▸ PROBLEM: Copy the data below verbatim, leaving no line out.

▸ EXERCISE INPUT:
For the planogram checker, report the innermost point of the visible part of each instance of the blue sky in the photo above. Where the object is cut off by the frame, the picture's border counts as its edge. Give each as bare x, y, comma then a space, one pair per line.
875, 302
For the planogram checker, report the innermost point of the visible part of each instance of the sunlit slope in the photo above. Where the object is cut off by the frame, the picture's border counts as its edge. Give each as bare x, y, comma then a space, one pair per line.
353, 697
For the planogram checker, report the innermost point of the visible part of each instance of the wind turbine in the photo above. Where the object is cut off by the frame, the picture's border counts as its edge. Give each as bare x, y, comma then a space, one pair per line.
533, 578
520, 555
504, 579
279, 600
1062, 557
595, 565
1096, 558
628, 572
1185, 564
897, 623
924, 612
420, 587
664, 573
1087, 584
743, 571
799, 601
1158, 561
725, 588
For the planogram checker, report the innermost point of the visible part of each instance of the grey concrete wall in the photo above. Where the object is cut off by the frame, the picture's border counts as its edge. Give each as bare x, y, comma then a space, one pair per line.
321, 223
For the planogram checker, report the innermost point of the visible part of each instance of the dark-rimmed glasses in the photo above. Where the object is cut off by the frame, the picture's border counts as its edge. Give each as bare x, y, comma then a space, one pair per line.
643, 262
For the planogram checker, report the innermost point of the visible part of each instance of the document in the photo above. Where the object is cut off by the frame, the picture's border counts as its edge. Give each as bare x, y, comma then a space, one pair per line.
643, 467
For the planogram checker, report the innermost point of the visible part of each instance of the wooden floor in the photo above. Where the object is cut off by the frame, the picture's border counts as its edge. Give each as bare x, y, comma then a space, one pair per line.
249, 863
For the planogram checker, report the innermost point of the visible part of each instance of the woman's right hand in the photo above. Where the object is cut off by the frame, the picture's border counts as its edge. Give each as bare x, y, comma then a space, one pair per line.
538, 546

▸ WRITTEN RESPONSE:
For the planogram checker, report the innermost point of the visible part of each instance of the blue sky in the photo above. Where the object is cut off by the frame, the picture's border counts as its edge. Give each as bare x, y, comma then a space, one pair per line.
875, 302
For the planogram checker, report the innermost point of the visible part of each instance of the sunlit slope in the photo above. Where the object is cut off by the frame, the picture's border counts as its edge. Give each as bare x, y, comma then a space, one pair per line.
353, 697
For the planogram checker, report the innermost point of the visible part of each instance of the wind turbine in the photo above. Where the object is cut off by the frame, the picture's border counts as its edge. Give each as bare x, y, comma then a space, one pair per line.
533, 578
520, 555
504, 579
279, 600
1062, 557
595, 565
1096, 558
628, 572
1185, 564
897, 623
924, 612
420, 587
664, 573
1087, 584
743, 571
799, 601
1158, 561
725, 588
For the planogram checker, report the innermost point of the visible part of each instance of the grey concrete wall in the photo above. Where the object is cut off by the frame, the picture's border counts as its edge. Give each as bare x, y, comma then a space, one pair per line.
321, 223
For the planogram checker, report the innermost point of the visible part of each instance of the dark-rimmed glasses in the photo above. Where the object is cut off by the frame, the picture's border counts as its edge. Give each as bare x, y, comma then a space, one pair per line.
643, 262
For the planogram checker, report the innermost point of the visible part of each instance of the document in the photo above. Where the object is cut off by the frame, the picture's border counts as its edge. Give each as bare x, y, comma then a space, one pair per line.
643, 467
For the planogram checker, report the innermost point of the visible part of each instance of the wooden floor in the photo above. Where the object is cut off by the frame, the picture's border counts as its edge. Give each as bare x, y, comma then a space, one pair per line.
249, 863
For the planogram checker, report the innermost point of the visible part of each instance of the woman's right hand in the photo above. Where the object is cut off by the frame, the picture's border counts as its edge. Give each as bare x, y, comma then a space, one pair per line.
538, 546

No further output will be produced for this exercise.